Exercise instructions: Show every line below that contains the word "jeep", matching case exactly.
**********
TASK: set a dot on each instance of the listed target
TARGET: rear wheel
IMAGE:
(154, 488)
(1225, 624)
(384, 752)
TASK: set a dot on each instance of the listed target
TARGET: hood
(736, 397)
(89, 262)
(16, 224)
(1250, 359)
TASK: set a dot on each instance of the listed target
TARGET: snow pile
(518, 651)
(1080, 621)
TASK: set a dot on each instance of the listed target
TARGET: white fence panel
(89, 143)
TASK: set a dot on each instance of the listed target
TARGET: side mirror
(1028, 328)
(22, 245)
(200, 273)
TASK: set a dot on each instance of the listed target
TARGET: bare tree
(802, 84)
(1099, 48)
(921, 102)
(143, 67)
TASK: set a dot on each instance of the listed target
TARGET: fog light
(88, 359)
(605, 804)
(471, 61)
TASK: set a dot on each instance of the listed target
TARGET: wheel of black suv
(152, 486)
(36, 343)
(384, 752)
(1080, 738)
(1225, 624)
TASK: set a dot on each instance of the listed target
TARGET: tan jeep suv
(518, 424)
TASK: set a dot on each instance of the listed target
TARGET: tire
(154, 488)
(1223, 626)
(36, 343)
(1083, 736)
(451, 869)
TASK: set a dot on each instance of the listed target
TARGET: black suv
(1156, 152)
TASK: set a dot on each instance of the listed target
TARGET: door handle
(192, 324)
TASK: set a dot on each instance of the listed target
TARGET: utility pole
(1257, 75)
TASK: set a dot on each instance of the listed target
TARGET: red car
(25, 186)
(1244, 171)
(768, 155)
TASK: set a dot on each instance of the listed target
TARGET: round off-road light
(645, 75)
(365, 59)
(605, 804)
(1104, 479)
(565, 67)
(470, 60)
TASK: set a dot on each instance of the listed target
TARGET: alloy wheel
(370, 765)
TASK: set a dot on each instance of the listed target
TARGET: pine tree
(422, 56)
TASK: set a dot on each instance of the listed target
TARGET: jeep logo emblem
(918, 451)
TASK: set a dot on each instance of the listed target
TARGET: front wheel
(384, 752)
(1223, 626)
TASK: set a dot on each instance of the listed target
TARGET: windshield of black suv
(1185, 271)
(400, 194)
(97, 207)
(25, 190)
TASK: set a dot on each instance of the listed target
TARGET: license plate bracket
**********
Solution for this exercise:
TARGET: tan jeep suv
TARGET: jeep logo emblem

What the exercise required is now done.